▶ **Data extract**:
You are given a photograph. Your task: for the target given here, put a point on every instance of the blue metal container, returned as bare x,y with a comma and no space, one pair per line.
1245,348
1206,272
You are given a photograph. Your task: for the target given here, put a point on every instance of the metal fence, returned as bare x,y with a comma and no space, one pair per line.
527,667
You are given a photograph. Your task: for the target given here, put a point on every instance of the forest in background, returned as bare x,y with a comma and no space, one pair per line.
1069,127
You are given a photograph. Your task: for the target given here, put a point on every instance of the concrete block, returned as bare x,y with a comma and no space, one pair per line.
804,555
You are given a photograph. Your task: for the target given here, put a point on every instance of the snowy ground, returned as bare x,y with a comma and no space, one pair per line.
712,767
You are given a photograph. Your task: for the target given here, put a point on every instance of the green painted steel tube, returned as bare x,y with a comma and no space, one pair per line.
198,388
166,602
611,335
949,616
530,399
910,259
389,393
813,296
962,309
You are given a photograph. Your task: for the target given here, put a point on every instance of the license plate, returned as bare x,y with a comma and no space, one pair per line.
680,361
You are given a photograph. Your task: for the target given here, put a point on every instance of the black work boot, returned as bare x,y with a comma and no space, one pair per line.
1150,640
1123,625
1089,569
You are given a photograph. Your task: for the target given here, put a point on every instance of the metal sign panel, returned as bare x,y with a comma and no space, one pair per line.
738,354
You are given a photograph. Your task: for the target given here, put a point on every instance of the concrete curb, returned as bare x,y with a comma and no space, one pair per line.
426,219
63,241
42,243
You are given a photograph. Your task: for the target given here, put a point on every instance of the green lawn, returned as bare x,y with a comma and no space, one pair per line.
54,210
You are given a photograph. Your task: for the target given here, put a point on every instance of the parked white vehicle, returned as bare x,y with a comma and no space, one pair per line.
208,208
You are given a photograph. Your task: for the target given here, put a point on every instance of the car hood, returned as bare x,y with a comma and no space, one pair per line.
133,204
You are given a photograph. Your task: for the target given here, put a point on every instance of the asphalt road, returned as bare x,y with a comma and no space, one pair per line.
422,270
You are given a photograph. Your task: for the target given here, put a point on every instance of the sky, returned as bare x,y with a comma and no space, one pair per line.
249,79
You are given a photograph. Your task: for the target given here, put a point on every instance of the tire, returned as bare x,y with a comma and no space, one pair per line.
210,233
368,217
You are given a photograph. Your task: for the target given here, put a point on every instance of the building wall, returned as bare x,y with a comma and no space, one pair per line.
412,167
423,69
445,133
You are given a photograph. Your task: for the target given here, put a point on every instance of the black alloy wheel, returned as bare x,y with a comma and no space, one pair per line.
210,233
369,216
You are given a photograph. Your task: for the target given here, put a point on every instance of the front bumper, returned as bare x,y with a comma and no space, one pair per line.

▶ **Given instruction**: Copy out the part that opens with the line containing "the black alloy" and closes with the last line, keeping every line. Multiply each coordinate in the answers by 0.95 and round it to a whole number, with halves rounded up.

▶ **Task result**:
You are given a photograph. Your task: for the target given here, put a point on every instance of the black alloy wheel, returned as bare x,y with a comma and no space, one pair per line.
200,221
351,205
You are given a photograph. Your task: for the target given here, put a point on every instance of the front bumper, returned as bare x,y with a comma and no space, one pair per line.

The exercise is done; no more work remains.